→ **WHAT THE EXERCISE ASKS**:
List each line in the data below that contains the word "trunk", copying every such line in full.

→ **EXERCISE MATERIALS**:
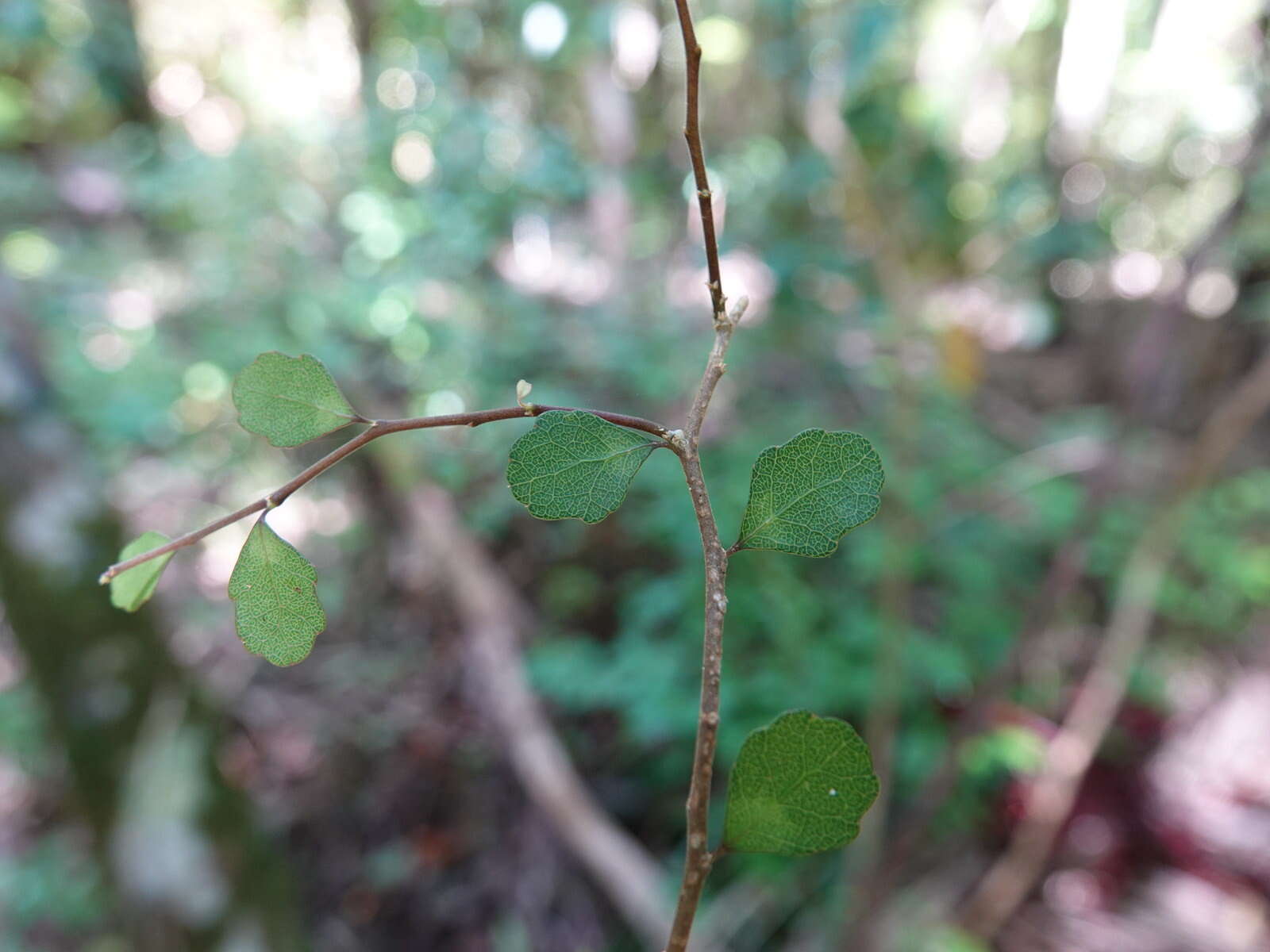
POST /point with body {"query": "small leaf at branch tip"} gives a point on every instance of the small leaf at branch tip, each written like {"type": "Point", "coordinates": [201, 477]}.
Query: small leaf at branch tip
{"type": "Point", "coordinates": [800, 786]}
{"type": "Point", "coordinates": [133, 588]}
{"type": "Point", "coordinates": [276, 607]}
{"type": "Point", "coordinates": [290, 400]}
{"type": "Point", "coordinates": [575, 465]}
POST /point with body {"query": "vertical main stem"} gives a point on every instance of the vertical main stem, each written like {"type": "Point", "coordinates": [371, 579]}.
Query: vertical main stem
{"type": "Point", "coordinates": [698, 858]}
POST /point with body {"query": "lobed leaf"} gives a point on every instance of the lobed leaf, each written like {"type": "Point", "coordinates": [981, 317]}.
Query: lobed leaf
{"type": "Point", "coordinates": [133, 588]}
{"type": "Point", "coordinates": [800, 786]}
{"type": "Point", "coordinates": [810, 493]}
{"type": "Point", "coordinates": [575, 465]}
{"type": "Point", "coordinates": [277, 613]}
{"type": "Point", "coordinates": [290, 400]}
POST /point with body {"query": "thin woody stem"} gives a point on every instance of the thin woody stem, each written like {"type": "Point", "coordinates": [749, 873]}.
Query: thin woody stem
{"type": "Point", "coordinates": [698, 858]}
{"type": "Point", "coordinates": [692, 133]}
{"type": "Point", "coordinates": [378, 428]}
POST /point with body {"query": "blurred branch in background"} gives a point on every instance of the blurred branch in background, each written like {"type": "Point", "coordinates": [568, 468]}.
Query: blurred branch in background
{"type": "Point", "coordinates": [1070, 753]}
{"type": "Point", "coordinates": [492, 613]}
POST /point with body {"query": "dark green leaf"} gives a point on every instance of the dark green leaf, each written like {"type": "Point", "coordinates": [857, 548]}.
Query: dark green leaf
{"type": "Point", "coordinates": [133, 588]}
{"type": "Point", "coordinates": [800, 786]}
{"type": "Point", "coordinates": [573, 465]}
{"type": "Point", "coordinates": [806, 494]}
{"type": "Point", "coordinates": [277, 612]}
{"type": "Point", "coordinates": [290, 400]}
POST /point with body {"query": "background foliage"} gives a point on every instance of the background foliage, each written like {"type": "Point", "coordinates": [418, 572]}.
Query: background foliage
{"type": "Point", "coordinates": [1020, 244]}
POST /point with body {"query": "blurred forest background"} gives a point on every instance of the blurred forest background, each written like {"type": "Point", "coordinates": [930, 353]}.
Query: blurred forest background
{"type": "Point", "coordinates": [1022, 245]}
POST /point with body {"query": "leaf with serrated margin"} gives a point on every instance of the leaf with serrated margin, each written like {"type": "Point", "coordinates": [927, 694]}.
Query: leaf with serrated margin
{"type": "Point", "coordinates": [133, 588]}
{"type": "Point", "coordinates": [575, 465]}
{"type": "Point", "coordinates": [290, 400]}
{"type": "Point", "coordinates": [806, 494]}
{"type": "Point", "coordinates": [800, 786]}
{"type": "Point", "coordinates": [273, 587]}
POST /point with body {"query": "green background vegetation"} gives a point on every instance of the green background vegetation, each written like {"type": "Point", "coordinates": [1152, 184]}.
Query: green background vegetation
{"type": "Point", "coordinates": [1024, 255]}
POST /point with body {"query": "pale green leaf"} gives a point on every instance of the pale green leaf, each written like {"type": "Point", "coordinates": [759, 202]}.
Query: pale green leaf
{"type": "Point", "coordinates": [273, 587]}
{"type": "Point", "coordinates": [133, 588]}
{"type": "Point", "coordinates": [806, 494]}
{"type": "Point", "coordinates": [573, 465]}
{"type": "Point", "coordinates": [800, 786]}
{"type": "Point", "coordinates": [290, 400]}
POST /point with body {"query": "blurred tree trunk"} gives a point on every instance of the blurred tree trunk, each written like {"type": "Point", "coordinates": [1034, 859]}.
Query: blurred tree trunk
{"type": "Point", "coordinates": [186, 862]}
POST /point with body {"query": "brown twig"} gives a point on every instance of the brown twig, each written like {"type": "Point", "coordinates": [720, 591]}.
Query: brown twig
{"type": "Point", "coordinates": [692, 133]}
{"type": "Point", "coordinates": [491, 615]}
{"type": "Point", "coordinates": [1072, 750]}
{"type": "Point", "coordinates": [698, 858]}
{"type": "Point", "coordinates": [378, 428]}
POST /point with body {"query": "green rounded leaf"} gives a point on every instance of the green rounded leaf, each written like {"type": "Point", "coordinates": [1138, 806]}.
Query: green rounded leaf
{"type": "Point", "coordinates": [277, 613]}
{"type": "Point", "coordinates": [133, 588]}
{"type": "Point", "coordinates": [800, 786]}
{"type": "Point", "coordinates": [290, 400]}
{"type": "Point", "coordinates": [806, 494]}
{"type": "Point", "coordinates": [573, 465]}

==

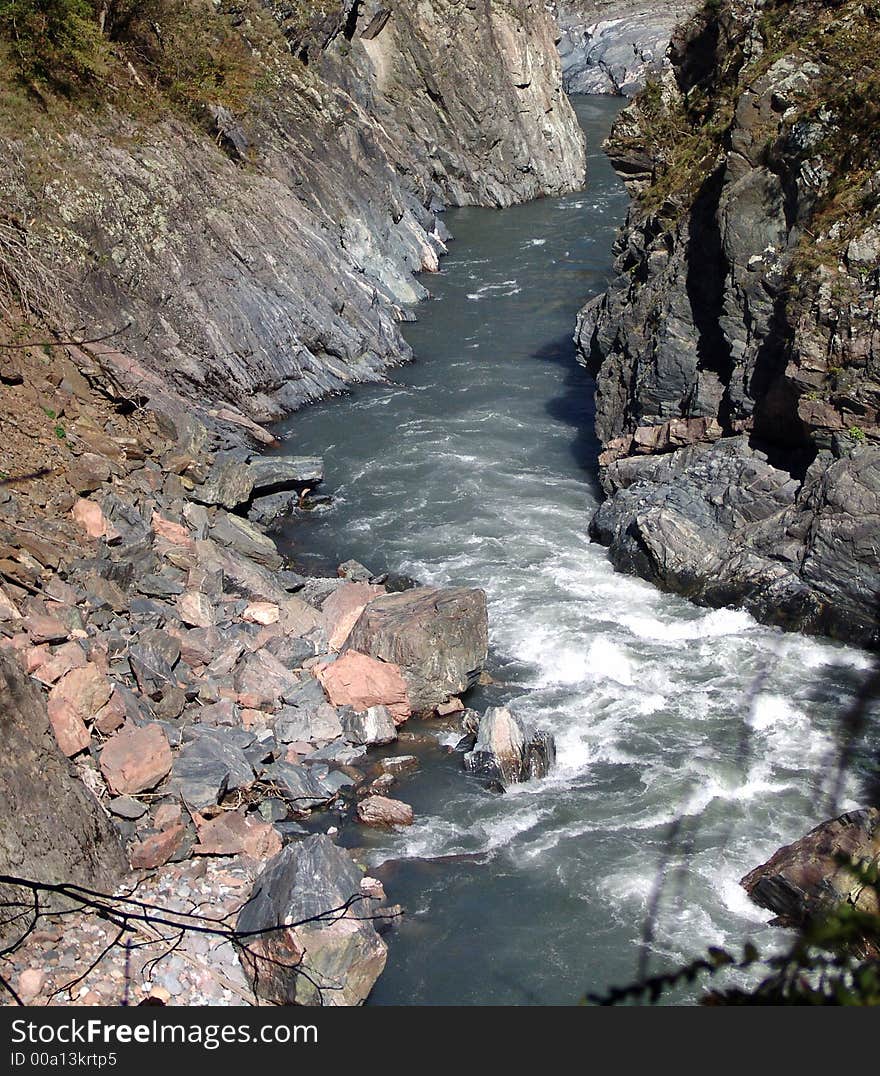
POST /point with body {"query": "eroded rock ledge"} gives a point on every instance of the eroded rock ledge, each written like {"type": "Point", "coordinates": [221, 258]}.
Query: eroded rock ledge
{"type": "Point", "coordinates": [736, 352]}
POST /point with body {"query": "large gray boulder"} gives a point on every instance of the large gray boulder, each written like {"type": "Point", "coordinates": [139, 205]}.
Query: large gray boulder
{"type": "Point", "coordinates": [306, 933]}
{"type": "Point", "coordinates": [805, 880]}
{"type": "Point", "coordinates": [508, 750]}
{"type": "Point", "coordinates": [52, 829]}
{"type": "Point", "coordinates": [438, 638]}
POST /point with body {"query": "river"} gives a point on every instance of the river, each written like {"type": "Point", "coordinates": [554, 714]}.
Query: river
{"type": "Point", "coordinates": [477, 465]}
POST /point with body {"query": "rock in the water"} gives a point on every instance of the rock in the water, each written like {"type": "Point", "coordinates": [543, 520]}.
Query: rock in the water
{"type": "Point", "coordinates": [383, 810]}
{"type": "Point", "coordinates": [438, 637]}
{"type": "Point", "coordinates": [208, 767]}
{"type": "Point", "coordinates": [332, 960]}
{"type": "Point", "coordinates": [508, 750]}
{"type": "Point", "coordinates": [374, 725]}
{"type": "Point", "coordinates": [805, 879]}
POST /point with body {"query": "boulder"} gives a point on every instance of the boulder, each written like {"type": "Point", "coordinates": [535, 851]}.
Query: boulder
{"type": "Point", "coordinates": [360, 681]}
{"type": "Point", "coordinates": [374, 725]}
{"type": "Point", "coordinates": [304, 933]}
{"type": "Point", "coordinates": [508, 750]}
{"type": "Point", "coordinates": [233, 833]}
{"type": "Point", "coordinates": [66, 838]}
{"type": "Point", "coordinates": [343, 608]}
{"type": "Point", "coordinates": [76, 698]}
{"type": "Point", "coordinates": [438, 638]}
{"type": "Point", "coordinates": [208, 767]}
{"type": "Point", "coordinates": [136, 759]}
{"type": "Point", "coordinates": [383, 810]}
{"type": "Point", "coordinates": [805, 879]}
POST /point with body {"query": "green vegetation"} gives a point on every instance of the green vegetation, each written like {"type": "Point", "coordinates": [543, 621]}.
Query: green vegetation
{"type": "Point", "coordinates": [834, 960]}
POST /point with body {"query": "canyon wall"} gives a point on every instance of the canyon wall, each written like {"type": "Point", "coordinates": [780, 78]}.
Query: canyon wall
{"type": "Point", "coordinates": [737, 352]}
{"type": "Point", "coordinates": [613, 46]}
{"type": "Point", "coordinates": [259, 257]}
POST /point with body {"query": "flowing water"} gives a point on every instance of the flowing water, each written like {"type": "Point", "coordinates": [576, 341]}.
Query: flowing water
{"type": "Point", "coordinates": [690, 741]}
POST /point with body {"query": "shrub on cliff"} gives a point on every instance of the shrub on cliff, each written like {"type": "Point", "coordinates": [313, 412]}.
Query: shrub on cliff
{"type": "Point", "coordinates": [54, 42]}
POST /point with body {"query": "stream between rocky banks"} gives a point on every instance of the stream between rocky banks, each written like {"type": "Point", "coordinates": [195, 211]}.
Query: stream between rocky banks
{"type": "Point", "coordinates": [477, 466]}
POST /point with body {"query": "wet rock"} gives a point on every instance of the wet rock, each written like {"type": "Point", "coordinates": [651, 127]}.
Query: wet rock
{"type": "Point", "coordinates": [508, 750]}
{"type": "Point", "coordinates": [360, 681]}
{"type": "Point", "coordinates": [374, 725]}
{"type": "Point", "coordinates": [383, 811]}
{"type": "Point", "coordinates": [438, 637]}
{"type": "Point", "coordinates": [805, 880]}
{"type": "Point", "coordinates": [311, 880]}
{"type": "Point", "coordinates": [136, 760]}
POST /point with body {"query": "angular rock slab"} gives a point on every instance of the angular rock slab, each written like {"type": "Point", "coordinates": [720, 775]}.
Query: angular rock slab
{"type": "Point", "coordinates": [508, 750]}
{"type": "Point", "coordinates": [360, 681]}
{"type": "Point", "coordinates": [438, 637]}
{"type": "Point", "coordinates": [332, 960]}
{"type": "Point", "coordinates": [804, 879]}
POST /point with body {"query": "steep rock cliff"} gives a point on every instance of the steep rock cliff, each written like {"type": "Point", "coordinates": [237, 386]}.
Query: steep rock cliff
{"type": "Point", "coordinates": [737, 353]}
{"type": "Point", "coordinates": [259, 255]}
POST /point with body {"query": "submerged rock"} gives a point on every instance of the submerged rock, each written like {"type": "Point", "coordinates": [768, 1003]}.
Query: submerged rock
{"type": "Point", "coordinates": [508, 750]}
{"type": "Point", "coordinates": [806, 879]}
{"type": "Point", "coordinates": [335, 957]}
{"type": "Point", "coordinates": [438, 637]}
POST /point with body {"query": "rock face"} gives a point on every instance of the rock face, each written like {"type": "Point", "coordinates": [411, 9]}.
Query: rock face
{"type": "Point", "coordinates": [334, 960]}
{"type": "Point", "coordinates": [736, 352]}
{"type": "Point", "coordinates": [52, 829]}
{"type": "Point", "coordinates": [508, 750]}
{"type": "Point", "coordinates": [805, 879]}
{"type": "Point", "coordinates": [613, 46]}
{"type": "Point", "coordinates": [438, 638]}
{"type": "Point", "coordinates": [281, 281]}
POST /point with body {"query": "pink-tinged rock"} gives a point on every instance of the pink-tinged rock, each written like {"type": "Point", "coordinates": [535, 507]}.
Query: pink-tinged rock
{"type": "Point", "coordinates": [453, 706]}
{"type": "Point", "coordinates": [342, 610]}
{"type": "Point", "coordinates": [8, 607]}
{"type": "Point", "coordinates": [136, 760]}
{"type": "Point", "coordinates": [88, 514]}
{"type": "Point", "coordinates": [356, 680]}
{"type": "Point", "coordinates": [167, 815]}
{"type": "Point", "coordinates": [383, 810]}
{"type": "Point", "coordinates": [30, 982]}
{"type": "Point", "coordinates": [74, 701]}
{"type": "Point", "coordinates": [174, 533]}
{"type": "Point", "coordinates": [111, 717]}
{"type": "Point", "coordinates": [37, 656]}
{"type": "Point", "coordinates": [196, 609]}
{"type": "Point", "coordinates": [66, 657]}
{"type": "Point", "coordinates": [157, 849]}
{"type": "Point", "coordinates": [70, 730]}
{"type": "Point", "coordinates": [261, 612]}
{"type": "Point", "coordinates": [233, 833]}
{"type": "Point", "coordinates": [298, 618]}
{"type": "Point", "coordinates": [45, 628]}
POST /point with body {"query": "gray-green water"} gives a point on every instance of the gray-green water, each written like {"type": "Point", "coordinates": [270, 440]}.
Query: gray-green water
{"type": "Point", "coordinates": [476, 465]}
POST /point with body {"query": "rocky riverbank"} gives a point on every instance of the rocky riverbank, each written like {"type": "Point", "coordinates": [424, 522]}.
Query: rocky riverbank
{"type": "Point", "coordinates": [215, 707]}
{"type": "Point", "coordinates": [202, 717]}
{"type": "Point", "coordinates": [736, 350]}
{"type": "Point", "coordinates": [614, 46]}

→ **SOLVED PROBLEM**:
POST /point with body {"query": "blurred tree trunk"} gives a point on every instance of the blurred tree trunk, each written like {"type": "Point", "coordinates": [1034, 859]}.
Query: blurred tree trunk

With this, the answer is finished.